##### ТЕКСТ ДЛЯ ЧТЕНИЯ #####
«Прежде человечество было занято войнами, заполняя все свое существование походами, набегами, победами, теперь же все это отжило, оставив после себя громадное пустое место, которое пока нечем заполнить; человечество страстно ищет и, конечно же, найдет. Ах, только бы поскорее!»
А.П.Чехов «Три сестры»
«Я часто говорю, что художник должен видеть свою задачу в том, чтобы научить людей хоть немного ценить собственную жизнь».
К. Воннегут
Прежде чем переходить к попытке анализа социальных и философских материй, необходимо заметить, что само отношение к войне (в частности, ко Второй мировой) неоднократно менялось. Если в американской военной прозе 1940-х гг. (Норман Мейлер «Нагие и мертвые» (1948), Джеймс Джонс «Отныне и вовек» (1951) –война – это экзистенциальная ситуация, изображаемая на традиционном историческом полотне с четким видением причин, следствий и возможных перспектив, то в 1960-е гг. оценка оказывается намного более сложной и неоднозначной — основными составляющими нового отношения к войне становятся ощущение нереальности и абсурдности происходящего, разрыва привычных связей.
Долг солдата, патриотизм, героизм оказываются всего лишь опасными заблуждениями. Воюющий человек – прежде всего тело, подвергаемое насилию, вовлеченный в абсурдную реальность войны, он деромантизирован и лишен героического ореола.
Некие устойчивые (или казавшиеся таковыми) логико-идеологические и моральные сцепления, гарантирующие когда-то незыблемость миропорядка, оказываются подорваны, – и в тексте Курта Воннегута это наиболее ощутимо.
В одном из многочисленных интервью писатель сказал: «Я, вероятно, был обязан написать о Дрездене, о бомбардировке Дрездена, ибо эта бомбежка была самым массовым в истории Европы действом, а я, писатель и европеец по происхождению, — ее живой свидетель. Я не мог не рассказать о ней», «…именно потому, что я искренне верил в технический прогресс, я ужаснулся, наблюдая за применением этого прогресса для уничтожения города и убийства 135 тысяч человек». И он рассказал обо всем – правда, в весьма своеобразной форме.
##### ВЫДЕРЖКИ ИЗ ЗАПИСЕЙ #####
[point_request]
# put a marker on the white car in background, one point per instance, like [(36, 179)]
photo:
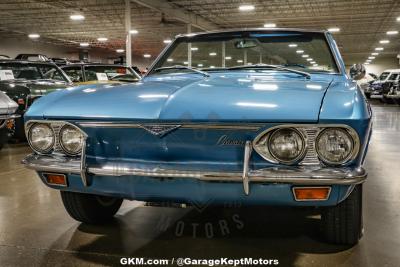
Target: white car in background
[(383, 84)]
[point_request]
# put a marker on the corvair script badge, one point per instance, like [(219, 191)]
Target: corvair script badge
[(159, 129), (225, 141)]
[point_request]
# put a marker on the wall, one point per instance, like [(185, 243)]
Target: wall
[(13, 47), (380, 64)]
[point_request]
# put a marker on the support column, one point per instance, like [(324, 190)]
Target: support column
[(128, 47), (223, 54)]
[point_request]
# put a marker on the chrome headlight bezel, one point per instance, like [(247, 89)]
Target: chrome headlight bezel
[(261, 145), (62, 143), (310, 132), (36, 149), (353, 137)]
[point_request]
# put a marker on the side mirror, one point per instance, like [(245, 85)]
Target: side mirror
[(357, 71)]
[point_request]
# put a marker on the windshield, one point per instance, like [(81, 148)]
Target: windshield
[(29, 71), (98, 73), (393, 77), (297, 50)]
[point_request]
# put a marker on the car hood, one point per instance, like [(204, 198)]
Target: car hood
[(220, 97), (7, 106)]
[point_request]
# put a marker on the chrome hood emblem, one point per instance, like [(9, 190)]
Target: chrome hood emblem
[(159, 129)]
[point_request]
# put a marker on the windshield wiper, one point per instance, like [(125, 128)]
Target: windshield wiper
[(180, 67), (262, 66)]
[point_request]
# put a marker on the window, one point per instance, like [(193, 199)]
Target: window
[(74, 73), (93, 73), (303, 51), (32, 71)]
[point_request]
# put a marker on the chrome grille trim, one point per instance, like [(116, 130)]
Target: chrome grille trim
[(184, 125), (311, 157)]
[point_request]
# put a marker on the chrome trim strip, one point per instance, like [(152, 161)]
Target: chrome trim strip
[(309, 187), (288, 175), (10, 116), (247, 154), (246, 126), (6, 118), (62, 185)]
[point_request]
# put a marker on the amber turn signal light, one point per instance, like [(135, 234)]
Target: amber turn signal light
[(311, 193), (56, 179)]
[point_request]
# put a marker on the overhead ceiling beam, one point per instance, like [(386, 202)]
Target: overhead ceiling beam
[(180, 14)]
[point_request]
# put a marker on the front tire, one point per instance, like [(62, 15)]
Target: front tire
[(91, 209), (342, 224)]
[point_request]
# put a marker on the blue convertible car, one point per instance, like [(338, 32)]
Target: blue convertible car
[(260, 116)]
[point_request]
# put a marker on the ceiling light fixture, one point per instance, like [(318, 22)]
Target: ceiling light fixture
[(246, 7), (77, 17), (33, 35), (269, 25), (335, 29)]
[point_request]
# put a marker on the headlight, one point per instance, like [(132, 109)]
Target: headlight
[(286, 145), (41, 137), (71, 140), (335, 146)]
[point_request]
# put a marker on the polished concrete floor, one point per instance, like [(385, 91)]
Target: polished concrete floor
[(36, 231)]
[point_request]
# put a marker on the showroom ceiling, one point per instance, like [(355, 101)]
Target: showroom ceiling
[(362, 23)]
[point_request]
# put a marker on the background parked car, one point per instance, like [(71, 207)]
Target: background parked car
[(33, 57), (25, 81), (92, 73)]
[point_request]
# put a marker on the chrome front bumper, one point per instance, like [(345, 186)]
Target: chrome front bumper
[(288, 175)]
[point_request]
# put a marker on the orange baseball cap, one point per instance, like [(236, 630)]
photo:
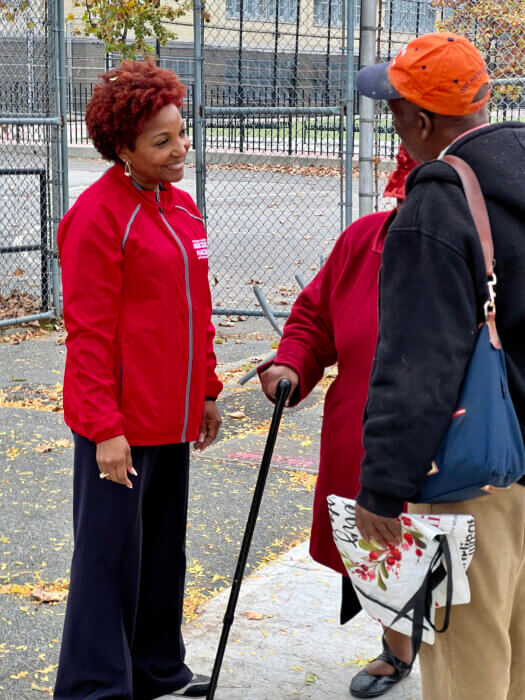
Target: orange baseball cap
[(441, 72)]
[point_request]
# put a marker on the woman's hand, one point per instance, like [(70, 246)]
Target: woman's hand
[(271, 377), (211, 422), (114, 459)]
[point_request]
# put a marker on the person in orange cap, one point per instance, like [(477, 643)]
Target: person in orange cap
[(433, 285)]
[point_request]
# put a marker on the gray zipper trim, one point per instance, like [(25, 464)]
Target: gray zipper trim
[(190, 324), (189, 213), (131, 220)]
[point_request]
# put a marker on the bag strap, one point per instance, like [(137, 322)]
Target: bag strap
[(478, 211), (477, 206)]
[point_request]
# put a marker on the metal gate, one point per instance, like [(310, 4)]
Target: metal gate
[(33, 158), (273, 101)]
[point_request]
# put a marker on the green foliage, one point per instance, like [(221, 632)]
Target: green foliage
[(128, 26)]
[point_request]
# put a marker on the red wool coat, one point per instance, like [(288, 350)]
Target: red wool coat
[(335, 320)]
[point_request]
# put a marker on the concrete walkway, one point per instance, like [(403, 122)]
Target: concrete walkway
[(286, 640)]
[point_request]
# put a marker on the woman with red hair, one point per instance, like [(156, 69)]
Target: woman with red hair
[(335, 319), (139, 386)]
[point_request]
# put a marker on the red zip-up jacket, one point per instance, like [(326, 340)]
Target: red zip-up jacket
[(137, 309)]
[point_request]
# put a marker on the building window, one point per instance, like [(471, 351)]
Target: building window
[(262, 10), (332, 10), (412, 16)]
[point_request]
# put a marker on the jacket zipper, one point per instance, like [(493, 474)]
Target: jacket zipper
[(190, 317)]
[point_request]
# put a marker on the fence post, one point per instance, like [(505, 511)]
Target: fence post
[(63, 150), (349, 109), (197, 104), (366, 110)]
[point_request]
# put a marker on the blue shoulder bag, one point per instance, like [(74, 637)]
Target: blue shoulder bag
[(483, 449)]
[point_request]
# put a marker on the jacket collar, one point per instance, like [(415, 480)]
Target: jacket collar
[(379, 240), (145, 196)]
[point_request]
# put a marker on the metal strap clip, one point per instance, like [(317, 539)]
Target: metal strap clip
[(490, 305)]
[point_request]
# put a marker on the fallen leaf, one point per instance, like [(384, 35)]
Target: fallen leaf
[(252, 615), (238, 415), (43, 596)]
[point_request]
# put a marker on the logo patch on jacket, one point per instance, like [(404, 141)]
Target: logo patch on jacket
[(201, 248)]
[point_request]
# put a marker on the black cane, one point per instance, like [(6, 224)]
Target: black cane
[(283, 389)]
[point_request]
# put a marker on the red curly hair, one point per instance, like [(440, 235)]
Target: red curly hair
[(126, 99)]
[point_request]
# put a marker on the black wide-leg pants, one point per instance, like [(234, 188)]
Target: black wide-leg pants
[(122, 632)]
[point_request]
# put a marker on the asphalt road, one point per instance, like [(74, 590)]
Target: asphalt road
[(35, 494), (263, 226)]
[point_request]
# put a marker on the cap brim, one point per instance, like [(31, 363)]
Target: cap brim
[(373, 81)]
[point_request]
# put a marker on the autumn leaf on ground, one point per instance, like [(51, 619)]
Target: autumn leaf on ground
[(48, 446), (238, 415), (20, 674), (42, 596), (253, 615)]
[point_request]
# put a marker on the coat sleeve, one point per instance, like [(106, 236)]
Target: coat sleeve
[(307, 345), (91, 256), (213, 383), (427, 330)]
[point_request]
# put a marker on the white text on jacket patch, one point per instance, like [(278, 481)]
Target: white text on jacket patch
[(201, 248)]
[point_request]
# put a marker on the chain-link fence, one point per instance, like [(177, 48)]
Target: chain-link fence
[(274, 74), (32, 169), (273, 117), (496, 27)]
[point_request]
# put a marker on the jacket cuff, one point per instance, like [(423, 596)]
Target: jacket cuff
[(107, 433), (213, 388), (378, 503)]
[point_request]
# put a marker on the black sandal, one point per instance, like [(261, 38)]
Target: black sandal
[(366, 685)]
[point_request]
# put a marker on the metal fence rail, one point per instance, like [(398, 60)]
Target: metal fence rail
[(33, 158)]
#####
• ЗАДАНИЯ ДЛЯ РАБОТЫ:
a) Перескажите короче абзац текста о военной прозе и Курте Воннегуте, который начинается словами «Прежде чем переходить к попытке анализа». Сохраните его основные факты.
b) Допишите продолжение текста о военной прозе и Курте Воннегуте, начав сразу после его последнего предложения.
Записи никак не связаны с текстом.

• ОТВЕТЫ К ЗАДАНИЯМ:
a) Отношение к войне, в том числе ко Второй мировой, не раз менялось. В американской военной прозе 1940-х гг. война изображалась как экзистенциальная ситуация на традиционном историческом фоне с ясными причинами, следствиями и перспективами. Примеры — «Нагие и мертвые» Нормана Мейлера (1948) и «Отныне и вовек» Джеймса Джонса (1951). В 1960-е гг. оценка стала сложнее и неоднозначнее: главными в новом отношении к войне стали ощущение нереальности и абсурдности происходящего и разрыв привычных связей.

b)
…тысячи военнопленных, бесчисленное количество убитых; концлагеря; «мыло и свечи из жира убитых евреев»; ужасные условия проживания человеческих существ в плену; жуткие тела (к примеру, описание русского солдата: «куль лохмотьев с круглым плоским лицом»; поляк, которого повесили на футбольном поле «за связь с немецкой женщиной»; лунная поверхность разрушенного города; “шахты по добыче трупов”, где “вонь походила на запах роз и горчичного газа”, от которой выворачивало кишки; то, как после бомбежки «везде валялось что-то, похожее на короткие бревна. Это были люди, попавшие в огненный ураган. Такие дела». «А где-то была весна».
Мир слишком сложен, чтобы можно было “изменить настоящее и утвердить для людей счастливое будущее». Ответа на то, в каком почвенном слое залегают корни зла, какие общественные или культурные факторы его порождают, — нет. «Зло словно беспричинно, всеобще, оно разлито равномерно в пространстве бытия, как эфир. Похоже, оно заложено в самой первооснове человеческой природы», — это слова М.Амусина.
«…войны всегда будут и…остановить их так же нелегко, как остановить ледники. И если бы даже войны не надвигались на нас, как ледники, все равно осталась бы обыкновенная старушка-смерть», — слова Воннегута.
Война и связанное с ней насилие с обыденной точки зрения противоречат разуму, ибо последний вроде бы занят созиданием.
Однако Воннегут наглядно показывает, что война – это неизбежный и важный продукт разума. Разум ставит человека над миром, заставляя личность считать себя высшей целью эволюции. Это обеспечивает правом власти над миром, правом перестраивать его в соответствии с собственными целями. При этом действительность подвергается насилию.
«Тело мира не может уместиться в прокрустово ложе человеческих идей и концепций, поэтому подвергается пытке, насильственному расчленению», и тот, кто начинает войну, всегда ставит своей целью набросить на мир схему, выявив главное для себя и уничтожив все лишнее, что не вписывается в проект.
Война как осуществленный проект разума демонстрирует абсурдность реальности, несвязность ее компонентов. Замысел войны, претендующей на то, чтобы вернуть в действительность порядок, смысл, истину, приводят к обратному: на поверхность вырывается хаос, обнаруживается изначальная чуждость.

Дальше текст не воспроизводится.